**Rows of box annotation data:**
-*-*-

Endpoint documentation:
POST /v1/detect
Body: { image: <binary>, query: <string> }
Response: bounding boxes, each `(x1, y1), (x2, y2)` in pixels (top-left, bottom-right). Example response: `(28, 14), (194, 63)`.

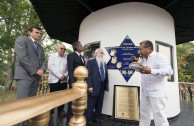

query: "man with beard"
(86, 48), (108, 125)
(139, 40), (173, 126)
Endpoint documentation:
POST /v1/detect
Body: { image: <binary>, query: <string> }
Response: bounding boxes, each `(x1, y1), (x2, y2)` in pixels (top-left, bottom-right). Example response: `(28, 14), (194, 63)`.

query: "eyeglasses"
(60, 48), (66, 51)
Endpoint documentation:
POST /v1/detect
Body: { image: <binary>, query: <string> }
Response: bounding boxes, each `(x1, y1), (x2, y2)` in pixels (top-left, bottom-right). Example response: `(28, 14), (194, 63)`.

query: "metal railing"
(0, 66), (88, 126)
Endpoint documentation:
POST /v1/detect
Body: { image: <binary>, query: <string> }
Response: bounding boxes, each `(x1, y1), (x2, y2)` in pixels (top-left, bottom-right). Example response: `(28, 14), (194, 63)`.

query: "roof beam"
(78, 0), (93, 13)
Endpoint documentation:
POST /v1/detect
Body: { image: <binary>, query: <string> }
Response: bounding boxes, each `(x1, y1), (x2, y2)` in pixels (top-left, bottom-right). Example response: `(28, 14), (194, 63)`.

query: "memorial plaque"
(115, 86), (139, 121)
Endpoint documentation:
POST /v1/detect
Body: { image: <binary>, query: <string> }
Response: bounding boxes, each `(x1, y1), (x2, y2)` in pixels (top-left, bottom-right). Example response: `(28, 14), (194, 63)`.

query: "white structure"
(79, 2), (180, 118)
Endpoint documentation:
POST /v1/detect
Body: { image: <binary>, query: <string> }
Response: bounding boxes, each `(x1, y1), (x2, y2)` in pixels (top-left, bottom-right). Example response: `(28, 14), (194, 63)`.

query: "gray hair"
(94, 48), (100, 57)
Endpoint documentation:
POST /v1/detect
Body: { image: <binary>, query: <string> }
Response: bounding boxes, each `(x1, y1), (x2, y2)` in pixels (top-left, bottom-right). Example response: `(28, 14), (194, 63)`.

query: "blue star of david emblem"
(106, 35), (138, 82)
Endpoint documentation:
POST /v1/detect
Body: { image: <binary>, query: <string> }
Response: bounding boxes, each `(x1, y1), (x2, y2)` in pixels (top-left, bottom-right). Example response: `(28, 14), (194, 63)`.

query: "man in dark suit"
(86, 48), (108, 125)
(67, 41), (85, 121)
(14, 26), (46, 125)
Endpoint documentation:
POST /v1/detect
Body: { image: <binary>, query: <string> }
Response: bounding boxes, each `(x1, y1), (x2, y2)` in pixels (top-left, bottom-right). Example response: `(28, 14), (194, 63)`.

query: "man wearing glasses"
(48, 44), (68, 118)
(86, 48), (108, 126)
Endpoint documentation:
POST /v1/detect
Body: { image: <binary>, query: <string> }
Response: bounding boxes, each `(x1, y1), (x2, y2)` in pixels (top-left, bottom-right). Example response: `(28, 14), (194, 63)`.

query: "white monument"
(79, 2), (180, 118)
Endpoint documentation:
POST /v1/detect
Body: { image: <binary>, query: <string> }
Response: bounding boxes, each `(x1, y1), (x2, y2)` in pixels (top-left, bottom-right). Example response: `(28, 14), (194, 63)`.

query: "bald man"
(86, 48), (108, 126)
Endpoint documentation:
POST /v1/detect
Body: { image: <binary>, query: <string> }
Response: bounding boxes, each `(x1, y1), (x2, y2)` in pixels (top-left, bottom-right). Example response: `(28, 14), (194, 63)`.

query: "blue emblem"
(106, 35), (139, 82)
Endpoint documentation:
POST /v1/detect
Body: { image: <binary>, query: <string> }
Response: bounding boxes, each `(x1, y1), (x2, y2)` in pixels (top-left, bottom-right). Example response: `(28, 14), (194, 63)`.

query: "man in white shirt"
(139, 40), (173, 126)
(48, 44), (68, 117)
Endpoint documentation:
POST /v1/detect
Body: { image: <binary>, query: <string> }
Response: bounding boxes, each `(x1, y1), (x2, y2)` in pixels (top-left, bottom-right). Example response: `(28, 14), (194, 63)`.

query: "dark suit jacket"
(86, 58), (109, 96)
(14, 36), (46, 79)
(67, 52), (85, 86)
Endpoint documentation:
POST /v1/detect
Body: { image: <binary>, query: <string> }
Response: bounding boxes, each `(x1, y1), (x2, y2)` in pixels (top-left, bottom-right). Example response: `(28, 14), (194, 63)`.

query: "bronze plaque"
(115, 86), (139, 121)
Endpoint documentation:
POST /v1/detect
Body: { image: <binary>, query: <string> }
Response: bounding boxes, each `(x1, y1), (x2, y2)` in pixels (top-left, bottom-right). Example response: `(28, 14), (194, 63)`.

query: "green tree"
(0, 0), (42, 88)
(177, 42), (194, 82)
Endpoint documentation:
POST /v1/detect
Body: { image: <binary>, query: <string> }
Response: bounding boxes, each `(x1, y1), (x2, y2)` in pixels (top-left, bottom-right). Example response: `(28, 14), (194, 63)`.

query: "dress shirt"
(96, 58), (106, 76)
(48, 53), (68, 83)
(141, 51), (173, 98)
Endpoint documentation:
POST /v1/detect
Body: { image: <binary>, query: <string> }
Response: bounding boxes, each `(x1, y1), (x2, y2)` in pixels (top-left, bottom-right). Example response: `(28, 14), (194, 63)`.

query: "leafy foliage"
(177, 42), (194, 82)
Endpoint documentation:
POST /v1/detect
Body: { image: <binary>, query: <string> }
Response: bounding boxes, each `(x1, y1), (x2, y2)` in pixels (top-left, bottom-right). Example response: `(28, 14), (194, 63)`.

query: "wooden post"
(69, 66), (88, 126)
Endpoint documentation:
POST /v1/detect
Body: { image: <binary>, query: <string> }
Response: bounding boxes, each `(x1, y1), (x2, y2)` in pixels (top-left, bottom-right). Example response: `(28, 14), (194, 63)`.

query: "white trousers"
(139, 95), (169, 126)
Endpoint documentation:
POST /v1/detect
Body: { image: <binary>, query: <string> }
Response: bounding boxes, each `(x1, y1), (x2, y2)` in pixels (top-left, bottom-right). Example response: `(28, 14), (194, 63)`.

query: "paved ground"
(49, 100), (194, 126)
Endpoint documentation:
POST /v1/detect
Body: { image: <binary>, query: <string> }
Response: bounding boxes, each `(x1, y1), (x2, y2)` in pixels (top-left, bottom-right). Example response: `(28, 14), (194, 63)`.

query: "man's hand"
(140, 66), (151, 74)
(88, 88), (94, 93)
(59, 75), (66, 81)
(36, 69), (44, 76)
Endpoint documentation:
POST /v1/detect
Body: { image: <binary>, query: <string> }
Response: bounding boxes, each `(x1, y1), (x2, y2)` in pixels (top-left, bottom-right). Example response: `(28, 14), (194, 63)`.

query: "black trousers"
(49, 81), (67, 112)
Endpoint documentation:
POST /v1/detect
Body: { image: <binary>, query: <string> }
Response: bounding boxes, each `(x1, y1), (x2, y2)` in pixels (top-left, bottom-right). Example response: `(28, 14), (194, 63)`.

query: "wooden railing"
(179, 82), (194, 101)
(0, 66), (88, 126)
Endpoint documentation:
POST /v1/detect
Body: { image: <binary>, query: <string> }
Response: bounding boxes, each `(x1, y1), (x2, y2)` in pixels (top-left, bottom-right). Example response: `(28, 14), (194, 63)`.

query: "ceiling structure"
(30, 0), (194, 45)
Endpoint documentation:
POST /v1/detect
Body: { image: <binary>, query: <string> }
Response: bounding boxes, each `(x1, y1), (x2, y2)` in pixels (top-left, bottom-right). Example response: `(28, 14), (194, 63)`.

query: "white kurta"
(139, 52), (173, 126)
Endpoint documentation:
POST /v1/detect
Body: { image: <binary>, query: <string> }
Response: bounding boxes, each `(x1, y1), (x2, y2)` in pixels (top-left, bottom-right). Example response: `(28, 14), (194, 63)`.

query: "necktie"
(100, 63), (105, 81)
(34, 41), (38, 51)
(79, 54), (84, 63)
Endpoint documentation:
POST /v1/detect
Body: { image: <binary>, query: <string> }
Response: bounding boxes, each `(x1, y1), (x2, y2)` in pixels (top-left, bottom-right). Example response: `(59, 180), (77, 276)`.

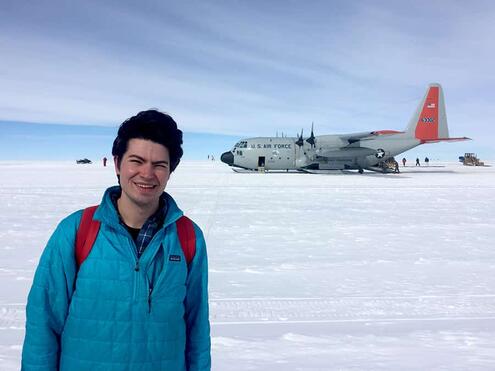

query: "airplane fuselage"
(221, 84), (469, 172)
(223, 133), (420, 170)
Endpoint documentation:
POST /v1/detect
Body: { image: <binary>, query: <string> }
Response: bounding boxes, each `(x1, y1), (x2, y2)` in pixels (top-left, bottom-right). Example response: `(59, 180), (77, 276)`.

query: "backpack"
(75, 205), (196, 270)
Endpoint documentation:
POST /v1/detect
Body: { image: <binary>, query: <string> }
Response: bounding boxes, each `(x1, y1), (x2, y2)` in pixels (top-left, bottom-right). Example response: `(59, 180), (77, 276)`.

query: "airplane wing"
(340, 130), (402, 144)
(318, 147), (376, 159)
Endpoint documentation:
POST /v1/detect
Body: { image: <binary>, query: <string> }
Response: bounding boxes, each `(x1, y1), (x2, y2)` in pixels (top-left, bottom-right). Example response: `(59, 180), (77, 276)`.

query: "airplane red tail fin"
(407, 84), (449, 141)
(406, 84), (469, 143)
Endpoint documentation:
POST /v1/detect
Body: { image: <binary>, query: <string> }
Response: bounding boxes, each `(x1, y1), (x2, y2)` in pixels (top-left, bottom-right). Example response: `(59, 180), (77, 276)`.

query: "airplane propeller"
(296, 129), (304, 147)
(306, 123), (316, 148)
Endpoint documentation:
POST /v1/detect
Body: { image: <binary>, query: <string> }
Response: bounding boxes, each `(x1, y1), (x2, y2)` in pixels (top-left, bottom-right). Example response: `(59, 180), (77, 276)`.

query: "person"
(22, 110), (211, 371)
(394, 159), (400, 173)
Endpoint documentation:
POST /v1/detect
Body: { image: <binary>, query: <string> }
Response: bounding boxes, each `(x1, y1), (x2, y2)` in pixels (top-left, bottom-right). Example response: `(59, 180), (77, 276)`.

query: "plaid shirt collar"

-*-*-

**SET TASK:** Rescale the records from the start of the records to the line with "(94, 48), (100, 57)", both ends included. Repeat every line, requests too, but multiply each box coordinate in the answers by 0.6 and round it to a whole number with halves rounded up, leaving the pictures out and keeping all other numbers as they are.

**PROBLEM SOLUTION:**
Endpoint documentation:
POST /v1/detect
Body: { image: <binary>, query: <string> }
Response: bounding boxes, each `(x1, y1), (x2, y2)` in pixels (top-left, bottom-right). Example response: `(28, 14), (194, 63)`.


query: "man with beard"
(52, 29), (65, 75)
(83, 24), (104, 76)
Endpoint documentation:
POST /v1/detect
Body: { image: <binary>, query: <string> }
Response: bounding boxes, each `(x1, y1), (x2, y2)` in pixels (top-left, bottom-right). Example response: `(28, 14), (194, 63)`.

query: "eyeglasses"
(36, 29), (40, 31)
Endpoint documentation:
POST /v1/detect
Body: { image: <binary>, query: <string> }
Response: bounding boxes, each `(x1, y1), (x2, y2)` in pixels (top-left, bottom-right). Example response: `(28, 14), (194, 63)`.

query: "metal railing"
(0, 40), (53, 76)
Endpoint documentation:
POST /v1/detect
Body: { image: <binary>, query: <string> }
Response: bounding boxes, each `(x1, y1), (x2, y2)` in pixels (top-left, bottom-right). Example response: `(28, 14), (194, 63)`.

query: "roof beam"
(47, 0), (56, 8)
Endpoint documentation:
POST /v1/detect
Body: { image: <binary>, query: <string> }
Response: bounding boxes, each `(x1, y1), (x2, y2)` in pixels (top-left, bottom-right). Example response: `(28, 14), (194, 63)`.

query: "memorial plaque"
(69, 52), (83, 73)
Endpoint documentation:
POST /v1/detect
Body: { image: <binary>, query: <string> }
Response: bounding boxes, each `(x1, y1), (x2, y2)` in pixels (top-left, bottom-right). Example response: `(28, 14), (194, 63)`.

query: "white structure"
(47, 1), (108, 71)
Endpoint documentation:
POST /v1/detect
Body: { image: <binary>, query: <string> }
Response: bounding boxes, each `(x1, y1), (x2, y2)` in pixels (top-left, bottom-right). Example response: `(28, 14), (194, 63)`.

query: "gray hair"
(56, 29), (60, 34)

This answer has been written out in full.